[TASK INSTRUCTIONS] In full and without changes, output the data.

[EXCERPTED DATA]

[Start of Attachment]

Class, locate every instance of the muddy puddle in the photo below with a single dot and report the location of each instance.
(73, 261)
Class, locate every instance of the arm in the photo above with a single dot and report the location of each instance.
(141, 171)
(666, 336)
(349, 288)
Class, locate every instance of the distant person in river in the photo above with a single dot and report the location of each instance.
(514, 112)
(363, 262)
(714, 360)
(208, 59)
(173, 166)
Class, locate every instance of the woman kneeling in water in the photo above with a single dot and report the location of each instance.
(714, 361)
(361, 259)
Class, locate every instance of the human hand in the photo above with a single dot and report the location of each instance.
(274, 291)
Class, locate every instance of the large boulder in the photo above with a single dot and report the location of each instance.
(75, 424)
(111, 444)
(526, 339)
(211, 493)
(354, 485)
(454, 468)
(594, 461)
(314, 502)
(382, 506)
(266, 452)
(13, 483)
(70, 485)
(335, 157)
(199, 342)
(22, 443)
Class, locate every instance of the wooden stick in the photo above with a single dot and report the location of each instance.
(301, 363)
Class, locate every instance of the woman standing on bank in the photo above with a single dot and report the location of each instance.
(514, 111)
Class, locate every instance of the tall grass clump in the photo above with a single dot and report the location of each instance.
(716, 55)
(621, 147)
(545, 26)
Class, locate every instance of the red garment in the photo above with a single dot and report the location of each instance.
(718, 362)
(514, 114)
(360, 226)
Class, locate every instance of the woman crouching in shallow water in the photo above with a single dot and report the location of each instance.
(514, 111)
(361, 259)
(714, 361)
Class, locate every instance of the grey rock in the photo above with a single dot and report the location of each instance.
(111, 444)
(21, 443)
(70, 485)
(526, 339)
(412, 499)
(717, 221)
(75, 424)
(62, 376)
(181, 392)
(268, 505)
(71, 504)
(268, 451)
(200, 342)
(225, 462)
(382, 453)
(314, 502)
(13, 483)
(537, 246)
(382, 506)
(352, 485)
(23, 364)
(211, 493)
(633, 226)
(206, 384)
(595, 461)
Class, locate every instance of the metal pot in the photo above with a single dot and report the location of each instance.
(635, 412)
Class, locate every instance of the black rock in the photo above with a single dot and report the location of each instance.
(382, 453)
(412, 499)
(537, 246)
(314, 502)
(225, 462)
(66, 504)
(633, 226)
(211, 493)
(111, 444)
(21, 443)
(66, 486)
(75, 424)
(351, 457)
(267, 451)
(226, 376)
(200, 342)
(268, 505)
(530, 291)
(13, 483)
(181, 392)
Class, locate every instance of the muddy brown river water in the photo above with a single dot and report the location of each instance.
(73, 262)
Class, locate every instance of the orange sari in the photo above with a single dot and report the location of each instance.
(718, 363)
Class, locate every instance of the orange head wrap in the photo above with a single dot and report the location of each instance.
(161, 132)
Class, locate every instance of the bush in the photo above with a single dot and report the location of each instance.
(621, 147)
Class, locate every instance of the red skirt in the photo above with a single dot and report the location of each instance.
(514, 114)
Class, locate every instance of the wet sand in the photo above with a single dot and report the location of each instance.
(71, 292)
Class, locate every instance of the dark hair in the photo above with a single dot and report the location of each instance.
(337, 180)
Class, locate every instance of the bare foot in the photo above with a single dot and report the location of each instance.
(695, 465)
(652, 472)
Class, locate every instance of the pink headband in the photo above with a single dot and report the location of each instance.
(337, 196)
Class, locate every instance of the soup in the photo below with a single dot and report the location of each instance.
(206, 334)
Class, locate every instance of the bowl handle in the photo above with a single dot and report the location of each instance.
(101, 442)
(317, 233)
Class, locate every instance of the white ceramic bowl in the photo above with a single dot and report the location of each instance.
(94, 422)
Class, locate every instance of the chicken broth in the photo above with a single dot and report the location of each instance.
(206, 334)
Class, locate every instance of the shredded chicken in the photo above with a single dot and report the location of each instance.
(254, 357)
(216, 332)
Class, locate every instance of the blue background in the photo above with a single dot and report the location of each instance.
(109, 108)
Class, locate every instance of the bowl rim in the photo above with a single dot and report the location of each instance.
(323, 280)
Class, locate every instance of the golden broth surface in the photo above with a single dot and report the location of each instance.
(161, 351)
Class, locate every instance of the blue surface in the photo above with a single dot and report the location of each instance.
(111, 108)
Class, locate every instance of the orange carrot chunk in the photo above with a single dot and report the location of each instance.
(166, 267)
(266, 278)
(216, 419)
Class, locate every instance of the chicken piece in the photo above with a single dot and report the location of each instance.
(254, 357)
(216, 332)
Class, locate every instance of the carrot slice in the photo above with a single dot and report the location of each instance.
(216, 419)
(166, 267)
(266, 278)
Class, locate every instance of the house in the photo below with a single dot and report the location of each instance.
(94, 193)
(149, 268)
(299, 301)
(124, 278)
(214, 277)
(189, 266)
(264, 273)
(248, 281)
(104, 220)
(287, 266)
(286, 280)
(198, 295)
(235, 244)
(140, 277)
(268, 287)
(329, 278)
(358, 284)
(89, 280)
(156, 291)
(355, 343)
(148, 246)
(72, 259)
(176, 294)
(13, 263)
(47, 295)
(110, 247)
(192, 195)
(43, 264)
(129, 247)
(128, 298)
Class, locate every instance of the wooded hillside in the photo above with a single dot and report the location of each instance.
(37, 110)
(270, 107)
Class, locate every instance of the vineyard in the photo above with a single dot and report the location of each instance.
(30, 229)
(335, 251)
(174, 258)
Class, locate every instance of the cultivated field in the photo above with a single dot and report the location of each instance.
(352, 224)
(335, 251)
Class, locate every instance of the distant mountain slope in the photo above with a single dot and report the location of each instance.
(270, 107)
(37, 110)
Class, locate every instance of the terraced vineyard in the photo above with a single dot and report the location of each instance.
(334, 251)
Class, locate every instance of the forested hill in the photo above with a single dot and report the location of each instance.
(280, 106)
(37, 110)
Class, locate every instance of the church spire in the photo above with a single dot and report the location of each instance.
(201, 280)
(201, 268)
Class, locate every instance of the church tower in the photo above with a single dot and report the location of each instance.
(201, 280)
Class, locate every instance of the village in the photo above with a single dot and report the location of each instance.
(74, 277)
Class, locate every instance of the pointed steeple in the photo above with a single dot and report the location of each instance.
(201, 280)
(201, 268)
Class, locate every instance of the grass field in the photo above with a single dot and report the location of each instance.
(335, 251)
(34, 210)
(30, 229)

[End of Attachment]

[ANSWER]
Class, locate every instance of the muddy puddle in the photo below with a single dot and report the location of each instance.
(73, 261)
Class, locate every instance of the arm in the photo above with a single dot and report the location of each instance.
(141, 171)
(666, 336)
(349, 288)
Class, locate every instance of the distant person in river in the photo above with a single dot and report the location of each instance.
(514, 112)
(363, 262)
(714, 360)
(208, 59)
(173, 166)
Class, locate every instance of the woman kneeling in water in the photo above with a single dot and report the location of each instance.
(714, 361)
(361, 259)
Class, locate every instance of the human hand in the photo above with a single dot and report the location of each instance.
(274, 291)
Class, locate every instance of the large boulder in the photo above with a single dot and report the location of each instance.
(75, 424)
(111, 444)
(526, 339)
(211, 493)
(354, 485)
(454, 468)
(594, 461)
(314, 502)
(382, 506)
(266, 452)
(13, 483)
(70, 485)
(335, 157)
(199, 342)
(22, 443)
Class, locate every instance of the wooden stick in the photo above with a single dot and report the location of each instance.
(301, 363)
Class, locate every instance of the woman standing on bank in the photo above with a single dot and report the location of each instance.
(514, 111)
Class, locate every instance of the tall grass clump in the photo above with a single dot and report the location of each instance.
(716, 55)
(621, 147)
(545, 26)
Class, locate every instance of the red garment in the photo above with a single dot and report the location of each instance.
(718, 362)
(514, 114)
(360, 226)
Class, locate every instance of the woman crouching in shallow water in the photo above with a single dot and report the location of each instance.
(514, 111)
(361, 259)
(714, 361)
Class, locate every instance of the grey rock in the photo above with a single dot and report the location of each instance.
(111, 444)
(21, 443)
(70, 485)
(526, 339)
(412, 499)
(717, 221)
(75, 424)
(62, 376)
(181, 392)
(268, 505)
(71, 504)
(268, 451)
(200, 342)
(225, 462)
(382, 453)
(314, 502)
(13, 483)
(537, 246)
(382, 506)
(352, 485)
(23, 364)
(211, 493)
(633, 226)
(206, 384)
(595, 461)
Class, locate every instance of the metal pot in the photo above with a single dot and report the location of each instance.
(635, 412)
Class, locate every instance of the black rock in the photo above with a single dot and report the location of each instance.
(382, 453)
(412, 499)
(537, 246)
(314, 502)
(225, 462)
(66, 504)
(633, 226)
(211, 493)
(111, 444)
(21, 443)
(66, 486)
(75, 424)
(351, 457)
(267, 451)
(226, 376)
(200, 342)
(268, 505)
(530, 291)
(13, 483)
(181, 392)
Class, locate every instance of the muddy brown river water in the photo above with a single dot and report the location of each instance.
(73, 262)
Class, locate every instance of the orange sari in the photo above with a single dot and report the location of each instance.
(718, 363)
Class, locate every instance of the orange head wrap in the photo above with a single dot and report the location of each instance.
(161, 132)
Class, locate every instance of the bush in the photo above with a single dot and report the location of each instance.
(621, 147)
Class, locate every instance of the red skirt in the photo above with a single dot and report the location of each instance.
(514, 114)
Class, locate every instance of the wet sand in the photo above with a single dot and report the location of each instance.
(71, 292)
Class, locate every instance of the dark hair in the photo above with a single dot and report the location of each instance.
(337, 180)
Class, locate every instance of the bare foot in the photo above with a single dot and report the location of each instance.
(695, 465)
(652, 472)
Class, locate every instance of the pink headband in the photo above with a single dot and report the location of each instance.
(337, 196)
Class, locate every instance of the soup in the photo below with a single dot and report the location of each instance.
(206, 334)
Class, locate every instance of the bowl handle in the photo above with a single dot and report the location of each instance.
(101, 442)
(317, 233)
Class, locate every instance of the white ceramic bowl in the photo above with a single dot and report the location of each instance.
(94, 422)
Class, locate every instance of the chicken broth in the photo above with a single dot and report the location of each instance.
(206, 334)
Class, locate every instance of the shredded chicken in the photo above with a single dot and report the location of each instance.
(254, 357)
(216, 332)
Class, locate every instance of the blue background in the photo above with a single dot and report the location of each instance.
(109, 108)
Class, locate every instance of the bowl rim in the photo above with a single dot and report the location of each instance.
(323, 280)
Class, locate every instance of the golden broth surface in the photo above with a single dot and report the location of each instance.
(161, 351)
Class, locate every instance of the blue surface in the photo above with a single dot and report the location of each instance.
(111, 108)
Class, locate every instance of the orange carrot chunk in the photo above with a single dot and report the location of each instance.
(166, 267)
(266, 278)
(216, 419)
Class, locate every instance of the chicken piece in the photo above with a single dot and report the location of each instance.
(254, 357)
(216, 332)
Class, locate every instance of the carrot slice in the photo above with a single dot and report the location of each instance.
(216, 419)
(166, 267)
(266, 278)
Class, locate every instance of the house in the photo below with a single dot and report the location of each instance.
(94, 193)
(149, 268)
(299, 301)
(124, 278)
(214, 277)
(189, 266)
(264, 273)
(248, 281)
(104, 220)
(287, 266)
(286, 280)
(198, 295)
(235, 244)
(140, 277)
(268, 287)
(329, 278)
(358, 284)
(89, 280)
(156, 291)
(355, 343)
(148, 246)
(72, 259)
(176, 294)
(13, 263)
(47, 295)
(110, 247)
(192, 195)
(43, 264)
(129, 247)
(128, 298)
Class, locate every instance of the wooded hillside in the photo above with a single dot and report the location of each instance.
(37, 110)
(270, 107)
Class, locate every instance of the vineyard in the photo above with a single dot and report the location of each instance.
(30, 229)
(335, 251)
(174, 258)
Class, locate every instance of the cultivated field in the photo above with a single dot and report the location of each instance.
(352, 224)
(335, 251)
Class, locate every instance of the distant mountain slope in the photo above with a single dot and report the location of each instance.
(270, 107)
(37, 110)
Class, locate every instance of the terraced vineyard in the photo above with a single dot and report the location of each instance.
(334, 251)
Class, locate every instance of the forested hill in the photo above with a single dot and report the location of each instance.
(280, 106)
(37, 110)
Class, locate every instance of the church spire in the photo above with a single dot and report the location of each instance.
(201, 280)
(201, 268)
Class, locate every instance of the church tower in the photo above with a single dot and report the location of each instance.
(201, 280)
Class, locate every instance of the village in the photo above with a single dot and report the location of each instance.
(74, 277)
Class, locate every instance of the pointed steeple in the photo above with a single dot and report the location of each instance.
(201, 280)
(201, 268)
Class, locate every instance of the grass field in the photo above with a single dot and report the location of each instance.
(335, 251)
(34, 210)
(30, 229)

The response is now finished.